EXERCISE: Give the listing again exactly, omitting its images.

########

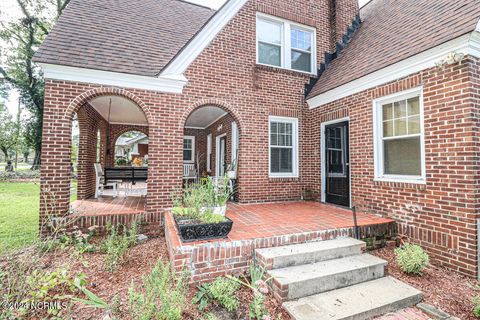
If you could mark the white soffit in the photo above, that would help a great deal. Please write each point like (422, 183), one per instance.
(203, 38)
(204, 117)
(468, 44)
(122, 111)
(168, 84)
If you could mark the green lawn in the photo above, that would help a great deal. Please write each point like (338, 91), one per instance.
(18, 214)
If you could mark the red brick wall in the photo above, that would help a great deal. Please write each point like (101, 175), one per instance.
(90, 121)
(225, 75)
(345, 12)
(440, 215)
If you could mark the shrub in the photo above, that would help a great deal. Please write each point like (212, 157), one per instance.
(163, 298)
(19, 175)
(222, 290)
(257, 308)
(411, 258)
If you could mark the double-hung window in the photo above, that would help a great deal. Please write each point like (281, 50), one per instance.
(189, 149)
(284, 44)
(399, 141)
(283, 147)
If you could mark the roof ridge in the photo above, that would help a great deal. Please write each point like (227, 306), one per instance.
(196, 4)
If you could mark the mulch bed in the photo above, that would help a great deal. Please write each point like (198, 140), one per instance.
(139, 261)
(442, 288)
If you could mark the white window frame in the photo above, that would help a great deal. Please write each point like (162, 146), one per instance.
(286, 48)
(294, 122)
(378, 137)
(192, 138)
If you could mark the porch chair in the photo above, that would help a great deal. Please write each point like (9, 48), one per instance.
(100, 182)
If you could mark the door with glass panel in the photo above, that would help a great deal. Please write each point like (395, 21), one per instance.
(337, 180)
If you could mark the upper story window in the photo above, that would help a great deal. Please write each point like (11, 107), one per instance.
(284, 44)
(400, 154)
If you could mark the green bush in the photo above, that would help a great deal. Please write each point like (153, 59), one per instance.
(19, 175)
(411, 258)
(163, 296)
(222, 290)
(257, 308)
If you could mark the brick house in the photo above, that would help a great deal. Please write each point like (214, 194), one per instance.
(375, 109)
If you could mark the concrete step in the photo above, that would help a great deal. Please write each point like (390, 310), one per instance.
(361, 301)
(304, 280)
(305, 253)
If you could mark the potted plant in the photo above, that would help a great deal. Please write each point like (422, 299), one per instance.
(194, 213)
(232, 169)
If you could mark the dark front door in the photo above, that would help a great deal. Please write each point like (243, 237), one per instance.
(337, 182)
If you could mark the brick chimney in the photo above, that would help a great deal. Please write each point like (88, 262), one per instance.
(343, 12)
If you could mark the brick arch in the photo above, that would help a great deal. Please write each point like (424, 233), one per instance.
(216, 103)
(86, 96)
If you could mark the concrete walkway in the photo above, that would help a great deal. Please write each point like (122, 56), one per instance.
(405, 314)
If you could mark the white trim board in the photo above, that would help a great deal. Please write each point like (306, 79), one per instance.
(203, 38)
(168, 84)
(468, 44)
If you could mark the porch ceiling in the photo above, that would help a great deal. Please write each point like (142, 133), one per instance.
(123, 111)
(204, 117)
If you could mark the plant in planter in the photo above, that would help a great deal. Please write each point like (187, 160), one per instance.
(194, 213)
(232, 169)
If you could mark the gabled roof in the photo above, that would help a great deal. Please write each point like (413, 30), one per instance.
(394, 30)
(137, 37)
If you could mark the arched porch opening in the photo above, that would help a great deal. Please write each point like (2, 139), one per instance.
(102, 186)
(211, 144)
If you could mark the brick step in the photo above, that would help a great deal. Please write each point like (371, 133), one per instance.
(306, 253)
(304, 280)
(361, 301)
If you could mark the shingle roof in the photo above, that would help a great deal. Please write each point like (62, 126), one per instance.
(129, 36)
(393, 30)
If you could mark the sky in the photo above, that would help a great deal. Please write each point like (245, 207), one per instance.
(9, 10)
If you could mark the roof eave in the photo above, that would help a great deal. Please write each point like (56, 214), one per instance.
(203, 38)
(167, 84)
(468, 44)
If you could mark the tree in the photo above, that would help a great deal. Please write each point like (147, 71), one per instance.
(18, 71)
(8, 132)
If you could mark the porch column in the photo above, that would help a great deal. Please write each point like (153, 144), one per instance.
(91, 124)
(55, 158)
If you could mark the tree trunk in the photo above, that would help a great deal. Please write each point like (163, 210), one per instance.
(5, 153)
(36, 159)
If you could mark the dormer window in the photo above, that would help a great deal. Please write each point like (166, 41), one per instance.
(284, 44)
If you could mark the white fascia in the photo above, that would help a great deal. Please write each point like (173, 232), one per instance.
(196, 46)
(468, 44)
(167, 84)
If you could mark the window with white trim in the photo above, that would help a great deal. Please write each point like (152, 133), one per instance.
(189, 149)
(400, 154)
(283, 147)
(284, 44)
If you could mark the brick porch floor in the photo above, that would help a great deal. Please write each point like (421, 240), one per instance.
(108, 205)
(274, 219)
(265, 225)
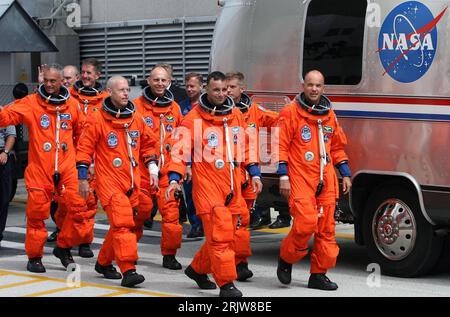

########

SOLUTION TO THIS PROBLEM:
If you could mark the white soffit in the photo above, that would help a great deal. Please write each point like (422, 183), one per instance.
(203, 38)
(204, 117)
(468, 44)
(122, 111)
(168, 84)
If you could mark the green lawn in the photo above, that would help a great deal. Please write each point like (338, 91), one per instance.
(18, 214)
If you could mark the red brick wall in the photo above, that would help a great deal. Please write each point like (101, 175), one per instance.
(90, 121)
(225, 75)
(345, 12)
(440, 215)
If you could mark the shrub in the photo above, that would help a great deal. Please write each point like (212, 157), one per instance.
(163, 298)
(19, 175)
(222, 290)
(257, 308)
(411, 258)
If you could mark the double-hung window in the photo above, that would help a great deal. Please write each point like (281, 50), one per instance.
(189, 149)
(284, 44)
(399, 141)
(283, 147)
If you could mark the roof ridge in the photo above, that would help a great deal. Please write each point like (227, 306), one per instance.
(196, 4)
If you could mark the mulch bed in the photo above, that would help a great deal. Please write each point like (198, 140), one per instance.
(139, 261)
(442, 288)
If you could mark the white window frame in the photo above, that would help a great deal. Please write each point like (162, 146), one per instance.
(286, 48)
(294, 122)
(378, 137)
(192, 138)
If you could mark the porch chair in the photo above, that would help a great deal. Please write each point like (9, 48), one per instance.
(100, 182)
If you could mark the door with glass panel in the photo above, that would help a great deal. Please write each point like (395, 21), one per instance.
(337, 180)
If you could mark the upper story window in the photo above, that would help a great deal. Please write each point like (11, 107), one per instance.
(284, 44)
(400, 154)
If you could mark the green bush in the photo above, that would help a great deal. Please write each point like (153, 59), one per instance.
(19, 175)
(411, 258)
(163, 296)
(222, 290)
(257, 308)
If you could mark the brick house in the photo above, that would help a great deal. Please write each point like (214, 194), one per instance.
(375, 109)
If you could mark the concrete step in the photo above, that would help a great deal. Please write each point like (390, 310), one per instance.
(361, 301)
(304, 280)
(305, 253)
If you could mark the potted plant in the photo above, that would help a great deal. Please write each point like (422, 299), one per instance.
(194, 213)
(232, 169)
If you could mark the dark front door in the photo above, that would help a great deal. Please write each point like (243, 237), one per instance.
(337, 182)
If you could mark the brick chimney in the photo above, that would help a great deal. Please write each point like (88, 262), one per instance.
(343, 12)
If you could mark the brick arch in the photo above, that would help a great deal. Please write each point like (424, 233), one per instance.
(216, 103)
(86, 96)
If you could mark the concrete walkway in the photo above, that would help a great deal. Please write each point like (122, 56), one per instance.
(405, 314)
If you could mark the white trim board in the photo above, that would help a great deal. Please write each point like (306, 79), one per instance.
(203, 38)
(168, 84)
(468, 44)
If you could mark the porch ceiling in the photo above, that would help a great deal. Please write each point like (142, 133), one per instance.
(123, 111)
(204, 117)
If you could mark the plant in planter in the photo above, that would help a great deal. Please write each point like (187, 160), one per instance.
(194, 213)
(232, 169)
If you could mark the gabled roof in the photo above, that would help a great deal. Please write each point like (413, 30), one per instance.
(394, 30)
(137, 37)
If you could mark the arched porch opening in the photo above, that would help a great deal. Please write each point like (2, 139), one per instance.
(102, 186)
(211, 144)
If you could mark the brick step in the photo above, that would help a great deal. Please write each point like (371, 133), one per instance.
(306, 253)
(304, 280)
(361, 301)
If you could mark the shingle roof in the photo above, that would help a great deal. Please write each point like (62, 126), one per instance.
(129, 36)
(393, 30)
If you could mark the sky in the photo above, that would help a great deal. Please write each point like (245, 207), one per instance.
(9, 10)
If you could mark the roof eave in the photo above, that would help a great deal. Please write each point like (56, 214), one per instance.
(203, 38)
(167, 84)
(468, 44)
If you could mark the tree in the photo above, that would help a great deal. Please write each point like (147, 71), one per instance.
(18, 71)
(8, 132)
If you could mark the porch column in the photo above, that would help a great deal. Please write each point like (153, 144), one per instance.
(91, 124)
(55, 158)
If you could mark the tree trunk in the photo above, that would help a great deal. Please write each point like (163, 210), one per instance.
(5, 153)
(36, 159)
If you could mark the dormer window in the photo above, that would help a great deal. Please write each point like (166, 41), one per instance.
(284, 44)
If you could mark the white fascia in the photo above, that would help a great deal. Please write each point like (173, 232), one per instance.
(196, 46)
(468, 44)
(167, 84)
If you could mark the window with white trim in the photo above, that would help a great deal. Please write each point like (152, 133), one per instance.
(189, 149)
(400, 154)
(283, 147)
(284, 44)
If you could mark the brick porch floor in the photo above, that would help a great deal. Please write each point like (421, 240), one per instance.
(108, 205)
(274, 219)
(265, 225)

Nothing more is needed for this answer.